>> start Provided text

David Castellon, Visalia Times-Delta, Feb 27, 2013

There is less land in unincorporated Tulare County where solar farms can be built after the Board of Supervisors voted to change the county’s policy.

As a result, the 370,250 acres of agriculturally-zoned land in the county where solar farms were unlikely to be permitted before Tuesday’s vote by the supervisors has been increased by an additional 283,7999 acres.

That leaves nearly 188,000 acres of unincorporated agriculturally-zoned land where the county would be likely to allow solar projects.

Those changes are based on recommendations by the county’s Agricultural Policy Advisory Committee, a group of farmers and others involved in the agricultural industry that the supervisors asked in December to review the county’s policy on where utility-scale solar farms — those intended to provide energy to regional electrical grids or communities — could be built.

The board’s request was triggered by members of the Tulare County Farm Bureau, who were concerned that the solar policy the supervisors approved in 2010 didn’t do enough to prohibit construction of solar energy operations on prime farmland.

That policy stated that the board would “not necessarily support” prohibiting solar farm construction on prime farmland, and most of the more than 1,900 acres where the county has approved 17 utility-scale solar farms are on non-prime land.

All are in various stages of development, including the 160-acre Atwell Island solar farm near Alpaugh, which has been built and will be the first to go online once Pacific Gas and Electric gives approval, said Mike Washam, the county’s economic development director.

“We are concerned that the non-prime ‘case by case’ [consideration] approach is not yet clearly defined for prime farm lands, and we strongly discourage the county from permitting any solar development on lands that can support viable agriculture production,” states a letter the Farm Bureau sent to the county Planning Commission in September.

The Farm Bureau doesn’t object to building solar farms on non-prime land, where water and soil conditions are so bad that it may not be viable to successfully farm there.

Washam, who also is the county’s liaison to the Agricultural Policy Advisory Committee, said the group discussed the county’s solar farm policy and recommended changes that included:

• • Solar farms should not be built within the urban growth and development boundaries around each Tulare County’s cities, or in the development boundaries around small communities that the county has designated as “hamlets.”

• Solar farms should be close to electrical grids, corridors for electrical lines, electric sub stations or end users.

• The county shouldn’t support solar farm development on land designated by the State Farmland Mapping and Monitoring Program as prime farmland or on land designated as having class 1 soil by the California Natural Resources Conservation Service.

• The county should include land where any permanent crops have been grown in the last 10 years and citrus and olive groves along along Tulare County’s citrus belt — which runs along the east end of the county — as being “constrained” from solar development.

• The county should not support removal of permanent crops to make room for solar projects if there is sufficient water to continue farming, regardless of soil classifications. Analysis that looks at water sources and availability for the land would have to be conducted.

• Analyze the potential effects of a solar farms on neighboring agricultural farms and mitigate them.

Washam said the committee worked with the county Resource Management Agency and the Farm Bureau to develop the recommendations.

“This is more to what I understand is protecting viable farm ground than we had before,” count Supervisor Allen Ishida said before he and his fellow supervisors voted unanimously to make the recommended changes part of the county’s solar policy.

>> end Provided text

> **What is asked**:
From the article on Tulare County's solar farm policy, transcribe everything from "That leaves nearly" down to "could be built.". The entries that follow have no connection to the article on Tulare County's solar farm policy.

>> start Data extract

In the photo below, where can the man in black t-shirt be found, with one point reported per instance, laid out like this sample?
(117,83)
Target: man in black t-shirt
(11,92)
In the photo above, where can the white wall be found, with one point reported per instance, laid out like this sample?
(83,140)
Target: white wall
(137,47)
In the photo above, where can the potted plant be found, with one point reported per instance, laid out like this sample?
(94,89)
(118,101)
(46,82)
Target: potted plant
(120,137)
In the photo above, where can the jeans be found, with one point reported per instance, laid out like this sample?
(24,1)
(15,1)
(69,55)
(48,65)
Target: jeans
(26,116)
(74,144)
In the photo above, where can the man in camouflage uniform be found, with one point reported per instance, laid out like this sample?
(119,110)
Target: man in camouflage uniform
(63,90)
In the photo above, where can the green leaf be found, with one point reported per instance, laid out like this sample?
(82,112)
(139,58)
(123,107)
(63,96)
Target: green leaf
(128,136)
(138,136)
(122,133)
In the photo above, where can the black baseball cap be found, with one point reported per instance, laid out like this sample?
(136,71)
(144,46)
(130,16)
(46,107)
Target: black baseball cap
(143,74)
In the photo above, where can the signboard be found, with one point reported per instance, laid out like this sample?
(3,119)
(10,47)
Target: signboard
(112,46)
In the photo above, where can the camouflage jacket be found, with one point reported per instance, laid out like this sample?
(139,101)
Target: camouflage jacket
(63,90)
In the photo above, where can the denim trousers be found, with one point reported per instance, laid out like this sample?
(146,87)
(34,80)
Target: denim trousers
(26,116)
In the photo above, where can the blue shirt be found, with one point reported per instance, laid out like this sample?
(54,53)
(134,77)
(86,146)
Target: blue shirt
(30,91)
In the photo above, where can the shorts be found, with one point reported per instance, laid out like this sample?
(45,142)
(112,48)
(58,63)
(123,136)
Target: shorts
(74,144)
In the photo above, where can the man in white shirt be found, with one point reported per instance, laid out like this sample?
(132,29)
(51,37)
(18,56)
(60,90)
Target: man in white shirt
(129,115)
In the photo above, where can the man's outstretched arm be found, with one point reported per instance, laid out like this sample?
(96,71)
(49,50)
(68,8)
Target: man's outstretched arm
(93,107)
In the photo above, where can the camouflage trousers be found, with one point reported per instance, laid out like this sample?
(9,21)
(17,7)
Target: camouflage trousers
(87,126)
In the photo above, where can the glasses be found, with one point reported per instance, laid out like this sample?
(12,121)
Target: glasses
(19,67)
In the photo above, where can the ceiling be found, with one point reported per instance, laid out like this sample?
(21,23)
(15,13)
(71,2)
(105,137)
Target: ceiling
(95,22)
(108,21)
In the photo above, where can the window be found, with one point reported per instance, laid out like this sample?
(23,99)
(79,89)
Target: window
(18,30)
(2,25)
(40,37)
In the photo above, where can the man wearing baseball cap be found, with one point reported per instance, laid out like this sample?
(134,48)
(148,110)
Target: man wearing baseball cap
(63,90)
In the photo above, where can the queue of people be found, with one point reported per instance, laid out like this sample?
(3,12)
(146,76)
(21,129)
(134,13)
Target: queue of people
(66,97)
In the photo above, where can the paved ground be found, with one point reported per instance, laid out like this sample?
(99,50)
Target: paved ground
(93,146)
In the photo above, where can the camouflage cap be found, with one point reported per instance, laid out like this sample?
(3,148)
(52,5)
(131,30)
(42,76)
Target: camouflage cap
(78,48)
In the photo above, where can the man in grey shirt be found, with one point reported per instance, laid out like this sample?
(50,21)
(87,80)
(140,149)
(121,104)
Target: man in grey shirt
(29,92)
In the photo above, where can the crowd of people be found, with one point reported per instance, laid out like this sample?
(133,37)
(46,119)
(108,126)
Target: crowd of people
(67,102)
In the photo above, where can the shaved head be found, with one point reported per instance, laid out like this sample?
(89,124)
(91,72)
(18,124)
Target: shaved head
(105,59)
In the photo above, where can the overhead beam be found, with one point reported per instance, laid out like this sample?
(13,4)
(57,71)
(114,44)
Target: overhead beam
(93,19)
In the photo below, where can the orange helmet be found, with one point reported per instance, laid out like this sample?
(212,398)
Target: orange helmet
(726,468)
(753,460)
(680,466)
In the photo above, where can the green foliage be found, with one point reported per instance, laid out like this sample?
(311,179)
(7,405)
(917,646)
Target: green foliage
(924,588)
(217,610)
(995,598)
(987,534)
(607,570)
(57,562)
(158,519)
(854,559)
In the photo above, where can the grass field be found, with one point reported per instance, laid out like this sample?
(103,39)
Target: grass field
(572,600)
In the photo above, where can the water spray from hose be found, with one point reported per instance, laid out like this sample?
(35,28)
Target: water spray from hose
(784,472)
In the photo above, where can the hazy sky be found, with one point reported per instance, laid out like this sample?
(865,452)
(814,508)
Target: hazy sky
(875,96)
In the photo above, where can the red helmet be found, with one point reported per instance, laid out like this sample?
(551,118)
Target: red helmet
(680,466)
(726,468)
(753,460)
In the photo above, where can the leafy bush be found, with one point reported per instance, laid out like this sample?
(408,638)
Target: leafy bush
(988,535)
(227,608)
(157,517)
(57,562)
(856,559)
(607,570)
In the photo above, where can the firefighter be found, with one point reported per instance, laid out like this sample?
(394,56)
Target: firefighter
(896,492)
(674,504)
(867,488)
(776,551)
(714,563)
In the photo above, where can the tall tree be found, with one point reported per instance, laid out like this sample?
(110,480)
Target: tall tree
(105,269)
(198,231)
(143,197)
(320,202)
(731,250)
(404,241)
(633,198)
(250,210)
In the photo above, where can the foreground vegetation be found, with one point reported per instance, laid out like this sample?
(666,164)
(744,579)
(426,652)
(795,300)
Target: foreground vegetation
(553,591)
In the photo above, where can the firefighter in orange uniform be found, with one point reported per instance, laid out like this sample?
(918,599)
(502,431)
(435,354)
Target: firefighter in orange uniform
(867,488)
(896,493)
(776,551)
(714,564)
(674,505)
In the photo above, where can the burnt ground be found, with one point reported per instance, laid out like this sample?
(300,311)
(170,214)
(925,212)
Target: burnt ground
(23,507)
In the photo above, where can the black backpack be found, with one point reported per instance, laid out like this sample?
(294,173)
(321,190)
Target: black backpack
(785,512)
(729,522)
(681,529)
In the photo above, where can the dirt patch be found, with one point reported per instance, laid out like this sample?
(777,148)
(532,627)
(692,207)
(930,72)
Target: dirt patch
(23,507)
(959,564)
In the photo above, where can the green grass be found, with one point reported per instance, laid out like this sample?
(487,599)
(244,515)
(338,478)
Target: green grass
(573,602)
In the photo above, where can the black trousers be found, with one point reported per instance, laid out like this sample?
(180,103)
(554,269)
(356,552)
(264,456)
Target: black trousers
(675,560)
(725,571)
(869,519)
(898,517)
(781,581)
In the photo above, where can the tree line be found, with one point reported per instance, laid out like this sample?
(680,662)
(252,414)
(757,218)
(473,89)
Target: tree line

>> end Data extract

> **Result for this task**:
That leaves nearly 188,000 acres of unincorporated agriculturally-zoned land where the county would be likely to allow solar projects.

Those changes are based on recommendations by the county’s Agricultural Policy Advisory Committee, a group of farmers and others involved in the agricultural industry that the supervisors asked in December to review the county’s policy on where utility-scale solar farms — those intended to provide energy to regional electrical grids or communities — could be built.